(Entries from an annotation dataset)
((

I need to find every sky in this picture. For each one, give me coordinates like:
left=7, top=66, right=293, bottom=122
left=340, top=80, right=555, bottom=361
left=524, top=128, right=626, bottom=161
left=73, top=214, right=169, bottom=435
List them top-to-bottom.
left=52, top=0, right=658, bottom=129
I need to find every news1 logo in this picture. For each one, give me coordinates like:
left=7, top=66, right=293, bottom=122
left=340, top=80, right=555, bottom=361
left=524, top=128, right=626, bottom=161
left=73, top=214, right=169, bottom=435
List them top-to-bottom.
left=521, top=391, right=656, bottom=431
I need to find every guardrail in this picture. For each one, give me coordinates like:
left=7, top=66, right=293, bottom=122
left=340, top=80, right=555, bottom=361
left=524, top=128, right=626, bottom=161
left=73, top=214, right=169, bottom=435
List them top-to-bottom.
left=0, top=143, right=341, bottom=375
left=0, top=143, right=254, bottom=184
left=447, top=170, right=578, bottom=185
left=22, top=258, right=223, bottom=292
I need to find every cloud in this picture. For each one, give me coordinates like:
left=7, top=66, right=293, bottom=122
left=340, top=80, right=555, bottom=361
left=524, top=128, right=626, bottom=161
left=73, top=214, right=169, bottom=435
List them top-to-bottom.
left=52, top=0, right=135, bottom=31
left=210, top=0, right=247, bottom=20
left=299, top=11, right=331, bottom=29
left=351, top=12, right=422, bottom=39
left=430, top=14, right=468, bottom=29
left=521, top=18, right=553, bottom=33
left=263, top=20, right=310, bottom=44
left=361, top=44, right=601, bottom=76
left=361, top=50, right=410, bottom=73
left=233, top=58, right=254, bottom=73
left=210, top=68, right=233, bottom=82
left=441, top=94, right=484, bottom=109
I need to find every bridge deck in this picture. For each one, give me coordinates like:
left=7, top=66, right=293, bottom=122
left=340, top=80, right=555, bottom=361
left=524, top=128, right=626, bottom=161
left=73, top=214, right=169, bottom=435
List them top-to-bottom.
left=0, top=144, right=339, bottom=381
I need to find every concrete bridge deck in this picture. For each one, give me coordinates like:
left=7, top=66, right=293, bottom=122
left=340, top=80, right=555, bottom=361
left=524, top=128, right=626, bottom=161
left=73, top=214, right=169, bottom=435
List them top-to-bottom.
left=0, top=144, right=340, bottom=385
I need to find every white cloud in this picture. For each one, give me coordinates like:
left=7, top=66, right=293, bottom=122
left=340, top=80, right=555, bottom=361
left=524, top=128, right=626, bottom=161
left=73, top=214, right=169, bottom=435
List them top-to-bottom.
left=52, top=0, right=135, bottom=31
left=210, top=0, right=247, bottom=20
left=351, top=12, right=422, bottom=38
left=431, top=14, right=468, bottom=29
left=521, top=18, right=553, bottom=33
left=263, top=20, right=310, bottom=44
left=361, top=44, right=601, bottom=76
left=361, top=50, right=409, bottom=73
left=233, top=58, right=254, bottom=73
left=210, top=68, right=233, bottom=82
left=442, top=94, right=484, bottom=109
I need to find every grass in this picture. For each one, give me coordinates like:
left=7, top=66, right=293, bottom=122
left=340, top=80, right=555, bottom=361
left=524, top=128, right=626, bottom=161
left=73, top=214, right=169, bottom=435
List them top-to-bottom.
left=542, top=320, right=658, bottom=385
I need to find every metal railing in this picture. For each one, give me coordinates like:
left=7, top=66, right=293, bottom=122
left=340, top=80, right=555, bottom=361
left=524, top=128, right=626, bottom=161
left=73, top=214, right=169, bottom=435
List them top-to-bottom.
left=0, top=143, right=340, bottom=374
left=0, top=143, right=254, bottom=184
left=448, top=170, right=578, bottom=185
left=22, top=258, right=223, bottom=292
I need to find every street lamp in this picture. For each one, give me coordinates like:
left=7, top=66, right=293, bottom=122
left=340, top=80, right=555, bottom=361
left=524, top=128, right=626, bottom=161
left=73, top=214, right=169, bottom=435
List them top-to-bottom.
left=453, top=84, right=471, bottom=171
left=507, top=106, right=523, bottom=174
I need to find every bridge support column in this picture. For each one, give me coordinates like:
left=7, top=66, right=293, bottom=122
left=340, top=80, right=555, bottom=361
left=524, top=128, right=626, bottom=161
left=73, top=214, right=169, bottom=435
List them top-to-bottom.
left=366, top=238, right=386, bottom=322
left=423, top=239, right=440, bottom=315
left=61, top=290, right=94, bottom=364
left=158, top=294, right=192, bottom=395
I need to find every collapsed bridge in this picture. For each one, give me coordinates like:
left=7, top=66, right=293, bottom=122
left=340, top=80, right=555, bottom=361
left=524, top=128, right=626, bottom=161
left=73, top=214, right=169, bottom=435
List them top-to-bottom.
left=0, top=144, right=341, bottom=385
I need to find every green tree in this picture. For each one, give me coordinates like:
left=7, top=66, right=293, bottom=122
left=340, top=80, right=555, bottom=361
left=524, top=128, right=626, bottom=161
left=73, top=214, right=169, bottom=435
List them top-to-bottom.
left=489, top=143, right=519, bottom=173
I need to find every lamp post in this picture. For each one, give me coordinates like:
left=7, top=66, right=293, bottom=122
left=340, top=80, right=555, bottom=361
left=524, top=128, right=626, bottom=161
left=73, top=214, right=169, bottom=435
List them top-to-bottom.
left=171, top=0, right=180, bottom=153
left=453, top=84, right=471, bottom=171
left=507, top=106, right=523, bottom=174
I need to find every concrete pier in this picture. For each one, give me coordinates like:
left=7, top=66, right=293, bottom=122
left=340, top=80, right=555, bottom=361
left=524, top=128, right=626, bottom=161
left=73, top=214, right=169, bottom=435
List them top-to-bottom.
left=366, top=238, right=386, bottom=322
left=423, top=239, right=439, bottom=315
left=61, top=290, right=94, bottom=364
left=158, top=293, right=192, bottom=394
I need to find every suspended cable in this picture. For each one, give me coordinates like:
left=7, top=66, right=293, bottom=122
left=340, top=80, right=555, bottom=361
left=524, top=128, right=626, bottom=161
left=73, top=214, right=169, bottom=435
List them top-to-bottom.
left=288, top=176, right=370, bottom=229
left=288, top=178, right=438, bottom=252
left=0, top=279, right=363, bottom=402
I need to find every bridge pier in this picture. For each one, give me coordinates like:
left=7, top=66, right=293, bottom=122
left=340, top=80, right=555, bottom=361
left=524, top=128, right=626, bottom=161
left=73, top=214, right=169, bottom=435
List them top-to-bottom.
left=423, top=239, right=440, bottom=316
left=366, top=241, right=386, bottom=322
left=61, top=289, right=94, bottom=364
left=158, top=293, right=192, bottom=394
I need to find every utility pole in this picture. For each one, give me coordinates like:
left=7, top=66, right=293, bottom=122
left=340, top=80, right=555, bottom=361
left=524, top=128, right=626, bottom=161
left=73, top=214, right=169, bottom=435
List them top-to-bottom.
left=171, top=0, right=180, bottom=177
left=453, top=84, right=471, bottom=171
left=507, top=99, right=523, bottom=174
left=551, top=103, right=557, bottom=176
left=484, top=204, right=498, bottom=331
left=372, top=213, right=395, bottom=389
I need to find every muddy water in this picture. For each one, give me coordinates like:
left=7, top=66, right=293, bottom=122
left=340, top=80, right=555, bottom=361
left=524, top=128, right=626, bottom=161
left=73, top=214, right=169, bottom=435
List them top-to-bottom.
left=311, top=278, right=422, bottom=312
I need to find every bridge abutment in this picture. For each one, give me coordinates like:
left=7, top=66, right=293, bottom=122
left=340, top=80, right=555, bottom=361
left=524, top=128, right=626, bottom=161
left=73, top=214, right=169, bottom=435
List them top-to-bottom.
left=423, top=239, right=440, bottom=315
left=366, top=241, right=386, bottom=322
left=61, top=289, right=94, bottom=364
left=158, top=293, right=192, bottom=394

))

== WORK TO DO ==
Render the whole listing above as a numbered list, one item per line, leaving out any blank lines.

== EXPECTED ANSWER ==
1. I need to find every sky in this picture. For each one, give me coordinates like:
2. left=7, top=66, right=293, bottom=122
3. left=340, top=80, right=555, bottom=361
4. left=524, top=128, right=626, bottom=161
5. left=73, top=214, right=169, bottom=435
6. List them top-to-bottom.
7. left=52, top=0, right=658, bottom=129
8. I need to find every news1 logo in this picture. For each one, give me coordinates like:
9. left=7, top=66, right=293, bottom=122
10. left=340, top=80, right=555, bottom=361
11. left=524, top=128, right=626, bottom=161
12. left=73, top=214, right=169, bottom=435
13. List them top-to-bottom.
14. left=521, top=391, right=656, bottom=431
15. I need to find every guardrail in this picture. For each one, give me coordinates like:
16. left=7, top=66, right=293, bottom=122
17. left=340, top=80, right=555, bottom=361
18. left=524, top=128, right=626, bottom=161
19. left=73, top=214, right=169, bottom=435
20. List them top-to-bottom.
21. left=0, top=143, right=341, bottom=375
22. left=0, top=143, right=254, bottom=184
23. left=447, top=170, right=578, bottom=185
24. left=22, top=258, right=223, bottom=292
25. I need to find every cloud in this picture. For each one, give me coordinates like:
26. left=7, top=66, right=293, bottom=122
27. left=340, top=80, right=555, bottom=361
28. left=524, top=128, right=626, bottom=161
29. left=73, top=214, right=169, bottom=435
30. List them top-to-bottom.
31. left=52, top=0, right=135, bottom=31
32. left=210, top=0, right=247, bottom=20
33. left=299, top=11, right=331, bottom=29
34. left=351, top=12, right=422, bottom=39
35. left=430, top=14, right=468, bottom=29
36. left=521, top=18, right=553, bottom=33
37. left=263, top=20, right=310, bottom=44
38. left=361, top=44, right=601, bottom=76
39. left=361, top=50, right=410, bottom=73
40. left=233, top=58, right=254, bottom=73
41. left=210, top=68, right=233, bottom=82
42. left=441, top=94, right=484, bottom=109
43. I need to find every bridge deck in this picture. For each one, give me coordinates like:
44. left=7, top=66, right=293, bottom=122
45. left=340, top=80, right=555, bottom=361
46. left=524, top=128, right=626, bottom=161
47. left=73, top=214, right=169, bottom=435
48. List them top-to-bottom.
49. left=0, top=144, right=339, bottom=381
50. I need to find every concrete bridge deck in this picture. For each one, give me coordinates like:
51. left=7, top=66, right=293, bottom=122
52. left=340, top=80, right=555, bottom=361
53. left=524, top=128, right=626, bottom=161
54. left=73, top=214, right=169, bottom=435
55. List them top-to-bottom.
56. left=0, top=144, right=340, bottom=385
57. I need to find every white cloud in this picture. For each one, give me coordinates like:
58. left=7, top=66, right=293, bottom=122
59. left=340, top=80, right=555, bottom=361
60. left=524, top=128, right=626, bottom=161
61. left=73, top=214, right=169, bottom=435
62. List them top-to-bottom.
63. left=52, top=0, right=135, bottom=31
64. left=210, top=0, right=247, bottom=20
65. left=351, top=12, right=422, bottom=38
66. left=431, top=14, right=468, bottom=29
67. left=521, top=18, right=553, bottom=33
68. left=263, top=20, right=310, bottom=44
69. left=361, top=44, right=601, bottom=76
70. left=361, top=50, right=409, bottom=73
71. left=233, top=58, right=254, bottom=73
72. left=210, top=68, right=233, bottom=82
73. left=442, top=94, right=484, bottom=109
74. I need to find every grass in this picture. For each one, give me coordinates like:
75. left=7, top=66, right=293, bottom=122
76. left=340, top=80, right=555, bottom=361
77. left=524, top=128, right=626, bottom=161
78. left=73, top=214, right=169, bottom=435
79. List them top-to-bottom.
80. left=542, top=320, right=658, bottom=385
81. I need to find every metal railing in this picture. For each one, give me coordinates like:
82. left=7, top=66, right=293, bottom=122
83. left=340, top=80, right=555, bottom=361
84. left=524, top=128, right=626, bottom=161
85. left=73, top=214, right=169, bottom=435
86. List them top-to-bottom.
87. left=0, top=143, right=340, bottom=374
88. left=0, top=143, right=254, bottom=184
89. left=448, top=170, right=578, bottom=185
90. left=22, top=258, right=223, bottom=292
91. I need to find every street lamp in this picture. For each one, give me coordinates like:
92. left=7, top=66, right=293, bottom=122
93. left=340, top=80, right=555, bottom=361
94. left=524, top=128, right=626, bottom=161
95. left=73, top=214, right=169, bottom=435
96. List them top-to-bottom.
97. left=453, top=84, right=471, bottom=171
98. left=507, top=106, right=523, bottom=174
99. I need to find every bridge support column in this picture. For each one, give me coordinates like:
100. left=7, top=66, right=293, bottom=122
101. left=340, top=80, right=555, bottom=361
102. left=524, top=128, right=626, bottom=161
103. left=73, top=214, right=169, bottom=435
104. List them top-to-bottom.
105. left=366, top=238, right=386, bottom=322
106. left=423, top=239, right=440, bottom=315
107. left=61, top=290, right=94, bottom=364
108. left=158, top=294, right=192, bottom=395
109. I need to find every collapsed bridge in this picture. For each one, give me coordinates like:
110. left=7, top=66, right=293, bottom=122
111. left=340, top=80, right=555, bottom=361
112. left=524, top=128, right=626, bottom=161
113. left=73, top=214, right=169, bottom=435
114. List them top-to-bottom.
115. left=0, top=144, right=341, bottom=385
116. I need to find every green tree in this picture. For each one, give me coordinates like:
117. left=7, top=66, right=293, bottom=122
118. left=340, top=80, right=555, bottom=361
119. left=524, top=128, right=626, bottom=161
120. left=73, top=214, right=169, bottom=435
121. List them top-to-bottom.
122. left=489, top=143, right=519, bottom=173
123. I need to find every lamp post in this picture. For each one, give me coordinates like:
124. left=7, top=66, right=293, bottom=122
125. left=340, top=80, right=555, bottom=361
126. left=524, top=128, right=626, bottom=161
127. left=73, top=214, right=169, bottom=435
128. List them top-to-bottom.
129. left=171, top=0, right=180, bottom=153
130. left=453, top=84, right=471, bottom=171
131. left=507, top=106, right=523, bottom=174
132. I need to find every concrete pier in this picture. For each one, give me coordinates like:
133. left=7, top=66, right=293, bottom=122
134. left=340, top=80, right=555, bottom=361
135. left=524, top=128, right=626, bottom=161
136. left=73, top=214, right=169, bottom=435
137. List them top-to-bottom.
138. left=366, top=238, right=386, bottom=322
139. left=423, top=239, right=439, bottom=315
140. left=61, top=290, right=94, bottom=364
141. left=158, top=293, right=192, bottom=394
142. I need to find every suspended cable in this picture. For each one, give me coordinates like:
143. left=7, top=66, right=293, bottom=122
144. left=340, top=80, right=555, bottom=361
145. left=524, top=128, right=626, bottom=161
146. left=73, top=214, right=169, bottom=435
147. List them top-to-bottom.
148. left=288, top=176, right=370, bottom=229
149. left=288, top=178, right=438, bottom=252
150. left=0, top=279, right=363, bottom=402
151. I need to find every bridge pier in this picture. For each one, give me coordinates like:
152. left=7, top=66, right=293, bottom=122
153. left=340, top=80, right=555, bottom=361
154. left=524, top=128, right=626, bottom=161
155. left=73, top=214, right=169, bottom=435
156. List them top-to-bottom.
157. left=423, top=239, right=440, bottom=316
158. left=366, top=241, right=386, bottom=322
159. left=61, top=289, right=94, bottom=364
160. left=158, top=293, right=192, bottom=394
161. I need to find every utility pole in this picture. For each one, give me coordinates like:
162. left=7, top=66, right=293, bottom=122
163. left=340, top=80, right=555, bottom=361
164. left=524, top=128, right=626, bottom=161
165. left=73, top=214, right=169, bottom=435
166. List them top-to-bottom.
167. left=171, top=0, right=180, bottom=177
168. left=453, top=84, right=471, bottom=171
169. left=507, top=99, right=523, bottom=174
170. left=551, top=103, right=557, bottom=176
171. left=484, top=204, right=498, bottom=331
172. left=372, top=213, right=395, bottom=389
173. I need to find every muddy water in this picture. For each one, give me coordinates like:
174. left=7, top=66, right=293, bottom=122
175. left=340, top=80, right=555, bottom=361
176. left=524, top=128, right=626, bottom=161
177. left=73, top=214, right=169, bottom=435
178. List them top-to-bottom.
179. left=311, top=278, right=422, bottom=312
180. I need to find every bridge abutment in this picture. For each one, give me coordinates like:
181. left=7, top=66, right=293, bottom=122
182. left=340, top=80, right=555, bottom=361
183. left=524, top=128, right=626, bottom=161
184. left=73, top=214, right=169, bottom=435
185. List them top-to-bottom.
186. left=423, top=239, right=440, bottom=315
187. left=366, top=241, right=386, bottom=322
188. left=61, top=289, right=94, bottom=364
189. left=158, top=293, right=192, bottom=394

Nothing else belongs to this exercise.